+++ Extracted data +++
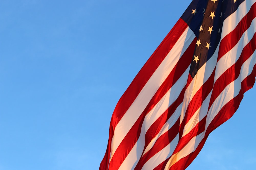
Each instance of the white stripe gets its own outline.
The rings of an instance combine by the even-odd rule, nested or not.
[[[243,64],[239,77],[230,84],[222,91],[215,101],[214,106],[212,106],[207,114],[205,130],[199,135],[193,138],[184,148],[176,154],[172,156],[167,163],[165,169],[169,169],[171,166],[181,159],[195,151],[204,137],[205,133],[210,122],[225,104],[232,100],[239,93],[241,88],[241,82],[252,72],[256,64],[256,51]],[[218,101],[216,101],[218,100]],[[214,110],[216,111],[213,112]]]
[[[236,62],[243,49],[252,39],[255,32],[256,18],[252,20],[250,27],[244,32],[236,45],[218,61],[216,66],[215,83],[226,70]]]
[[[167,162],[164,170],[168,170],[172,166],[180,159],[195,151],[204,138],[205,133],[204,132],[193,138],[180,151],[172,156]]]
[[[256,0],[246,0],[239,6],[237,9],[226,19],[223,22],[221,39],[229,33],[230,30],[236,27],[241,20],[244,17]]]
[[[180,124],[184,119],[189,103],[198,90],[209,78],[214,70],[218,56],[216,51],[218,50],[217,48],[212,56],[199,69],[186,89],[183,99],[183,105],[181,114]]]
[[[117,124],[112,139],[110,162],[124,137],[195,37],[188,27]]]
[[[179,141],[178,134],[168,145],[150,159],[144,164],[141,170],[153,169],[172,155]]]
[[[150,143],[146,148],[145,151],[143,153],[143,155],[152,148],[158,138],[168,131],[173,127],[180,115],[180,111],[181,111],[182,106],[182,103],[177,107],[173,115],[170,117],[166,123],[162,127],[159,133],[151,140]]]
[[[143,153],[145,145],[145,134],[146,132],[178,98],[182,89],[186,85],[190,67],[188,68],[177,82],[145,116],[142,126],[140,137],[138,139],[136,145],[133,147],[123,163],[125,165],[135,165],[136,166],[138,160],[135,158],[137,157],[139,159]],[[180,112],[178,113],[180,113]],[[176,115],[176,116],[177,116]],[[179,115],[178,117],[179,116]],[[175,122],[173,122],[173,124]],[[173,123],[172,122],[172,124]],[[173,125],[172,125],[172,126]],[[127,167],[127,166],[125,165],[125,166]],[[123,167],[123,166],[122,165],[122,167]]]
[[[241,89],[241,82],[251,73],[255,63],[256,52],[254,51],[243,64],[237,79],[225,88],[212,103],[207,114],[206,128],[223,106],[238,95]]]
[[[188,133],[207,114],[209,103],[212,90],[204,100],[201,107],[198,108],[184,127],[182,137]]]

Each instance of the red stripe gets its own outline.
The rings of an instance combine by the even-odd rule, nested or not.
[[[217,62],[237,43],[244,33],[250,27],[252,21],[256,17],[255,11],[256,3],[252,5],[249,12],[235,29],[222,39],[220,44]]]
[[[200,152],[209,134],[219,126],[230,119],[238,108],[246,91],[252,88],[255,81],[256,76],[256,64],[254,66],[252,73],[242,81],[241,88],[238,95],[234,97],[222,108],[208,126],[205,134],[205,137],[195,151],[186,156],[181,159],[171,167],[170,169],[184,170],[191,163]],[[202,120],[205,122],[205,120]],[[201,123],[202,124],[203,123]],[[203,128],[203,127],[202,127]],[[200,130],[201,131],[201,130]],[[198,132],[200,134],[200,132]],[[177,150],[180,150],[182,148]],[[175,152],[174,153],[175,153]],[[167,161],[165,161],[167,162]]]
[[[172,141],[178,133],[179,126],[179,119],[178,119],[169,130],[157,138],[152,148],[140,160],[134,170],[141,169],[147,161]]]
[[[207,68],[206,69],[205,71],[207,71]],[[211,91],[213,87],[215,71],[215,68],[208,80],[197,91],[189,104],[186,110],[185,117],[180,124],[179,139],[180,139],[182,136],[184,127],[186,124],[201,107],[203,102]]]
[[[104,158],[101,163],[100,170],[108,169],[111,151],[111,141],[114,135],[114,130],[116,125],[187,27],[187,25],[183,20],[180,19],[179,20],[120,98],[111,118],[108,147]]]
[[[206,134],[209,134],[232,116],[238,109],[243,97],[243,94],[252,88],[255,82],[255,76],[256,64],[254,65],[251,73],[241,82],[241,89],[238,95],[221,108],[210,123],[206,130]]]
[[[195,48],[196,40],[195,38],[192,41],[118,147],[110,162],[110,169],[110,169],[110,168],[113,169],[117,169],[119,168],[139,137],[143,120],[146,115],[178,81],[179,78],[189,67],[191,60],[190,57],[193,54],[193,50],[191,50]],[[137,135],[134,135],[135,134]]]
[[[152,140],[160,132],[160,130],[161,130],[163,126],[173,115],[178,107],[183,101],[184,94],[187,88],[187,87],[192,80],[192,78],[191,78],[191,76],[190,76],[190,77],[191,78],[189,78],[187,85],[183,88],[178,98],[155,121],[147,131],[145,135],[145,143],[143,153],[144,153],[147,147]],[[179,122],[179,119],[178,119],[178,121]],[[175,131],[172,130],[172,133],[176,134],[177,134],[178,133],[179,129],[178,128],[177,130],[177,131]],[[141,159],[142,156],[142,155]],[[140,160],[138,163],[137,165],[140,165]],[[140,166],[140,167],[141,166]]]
+++
Request.
Return every line of the entries that contains the word "Each".

Solution for this task.
Each instance of the white stripe gets its own outline.
Each instance of the red stripe gets its own outline.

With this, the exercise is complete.